* **SUPPLIED TEXT**
********************

How No Till Farming Affects Sustainability and The Conventional Farmer

Embracing Our Interdependence With Nature

How No Till Farming Affects Sustainability and The Conventional Farmer

I met a conventional vegetable farmer at the Green Market where he sets up a booth every Saturday.
We have had a few conversations about growing and farming. He tells me he is the fourth generation of sustainable farmers from Indiana, but he sold his land there and bought a piece here in Florida. He works as a farmer for an agrichemical company by day and then goes home in the evening and farms on his own land. I guess he can’t help himself, he is a farmer through and through. On Saturdays he comes to the Green Market with baskets full and I think sells his produce for less than it costs to produce. His farm is his after work hobby.

I am interested in this farmer because he comes from a long line of Indiana farmers he calls sustainable, but he uses methods that are unsustainable. When we talk about sustainability he says he believes that a farm can not produce new food without inputs, that soil gets depleted by fruiting plants, and manuring and returning just the husk or unused part of the plant back to the soil does not replace the energy taken from the soil for the production of fruit or flower leaf or root crop, for the next cropping season. Mostly he is wrong, but I know why he thinks he is right, but before I explain my ambiguous answer I need to explain a little about sustainable farming.

Sustainability has many facets, including a relationship with the community, stewardship of the land and local environment as well as humane treatment for livestock, profitability, and sustenance of the farm family as a cooperative unit. Sustainability as relates to inputs and falls under the very important sustainable facet or principle of profitability is more specific to what the Conventional Farmer and I were discussing, inputs being the costly things one must bring in to the farm to make it run like diesel or gasoline for equipment, feed for livestock, veterinary care, and anything else the farm needs and can not make on its own and so must buy.

********************

* **DATA SHOWN**
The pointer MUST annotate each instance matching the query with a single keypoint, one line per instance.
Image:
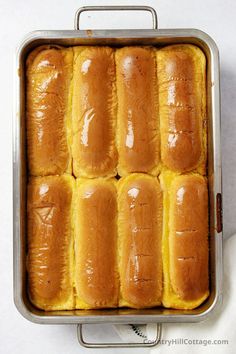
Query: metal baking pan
(155, 37)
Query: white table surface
(217, 18)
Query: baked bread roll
(94, 112)
(49, 72)
(181, 73)
(96, 275)
(185, 240)
(50, 260)
(139, 239)
(137, 125)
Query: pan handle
(118, 345)
(116, 8)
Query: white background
(217, 18)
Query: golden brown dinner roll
(139, 239)
(137, 131)
(96, 275)
(49, 72)
(94, 112)
(181, 73)
(50, 261)
(185, 240)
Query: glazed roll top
(181, 72)
(140, 230)
(49, 72)
(94, 112)
(96, 276)
(186, 245)
(50, 242)
(138, 133)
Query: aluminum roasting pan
(156, 37)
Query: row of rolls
(98, 111)
(138, 242)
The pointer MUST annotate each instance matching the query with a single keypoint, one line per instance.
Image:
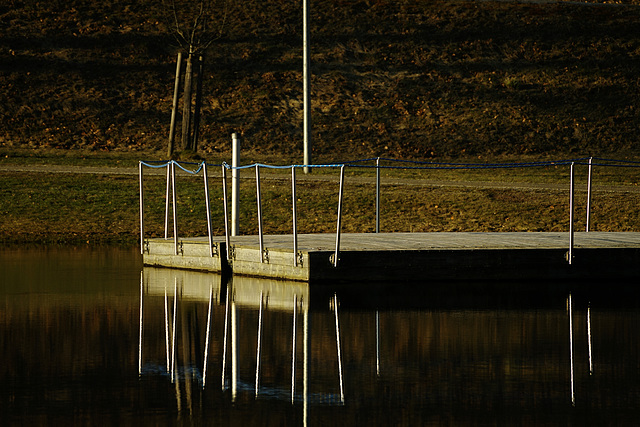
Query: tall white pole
(305, 85)
(235, 184)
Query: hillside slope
(405, 79)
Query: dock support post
(175, 211)
(235, 185)
(378, 195)
(259, 202)
(335, 309)
(571, 191)
(224, 207)
(206, 198)
(589, 195)
(259, 347)
(294, 216)
(589, 338)
(293, 355)
(206, 341)
(336, 254)
(167, 203)
(140, 345)
(224, 345)
(141, 208)
(570, 308)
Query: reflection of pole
(335, 308)
(140, 345)
(234, 352)
(206, 342)
(259, 346)
(224, 345)
(293, 355)
(570, 308)
(589, 337)
(305, 364)
(173, 336)
(377, 342)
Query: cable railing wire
(195, 168)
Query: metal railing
(171, 200)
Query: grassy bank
(102, 208)
(403, 79)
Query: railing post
(378, 195)
(226, 212)
(294, 216)
(175, 210)
(167, 202)
(206, 198)
(571, 194)
(141, 208)
(336, 254)
(259, 201)
(235, 185)
(589, 195)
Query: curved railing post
(294, 216)
(141, 208)
(336, 254)
(226, 213)
(589, 195)
(378, 195)
(175, 210)
(571, 194)
(259, 201)
(206, 198)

********************

* **INSTRUCTION A**
According to the text on no-till farming and sustainability, why does the writer take an interest in the conventional farmer met at the Green Market? Answer in one to three sentences.
* **INSTRUCTION B**
Pick up the text on no-till farming and sustainability at the point where it stops, and carry it on.

* **EXPECTED OUTPUT A**
The writer is interested in him because he comes from a long line of Indiana farmers whom he calls sustainable, yet he uses methods that are unsustainable.

* **EXPECTED OUTPUT B**
A sustainable farm should have livestock, and land on which to grow feed for livestock, and land to grow food for the farm family and the community. Having livestock and crops means being able to reduce inputs for feed for livestock, reduce inputs for fertilizer for the farm since the livestock make all the fertilizer the farm will need, and bring inputs down to just fuel and veterinary care. Growing food for the livestock, and rotating them from pasture to pasture daily will further reduce inputs on veterinary care. Ranchers who rotate their pastures find they don’t need to worm their livestock, and their livestock are in general more healthy.

Now here is my answer concerning the Conventional Farmer’s assertion that plant wastes and manure won’t be enough input for the farm soil to continue to produce year after year without bringing either livestock feed or plant fertilizer in. Yeah that is an absolute truth for as long as you insist on plowing up your soil every season before you plant; and no that is not true for farmers who don’t plow, turn, or till the soil, and there goes another costly input, fuel.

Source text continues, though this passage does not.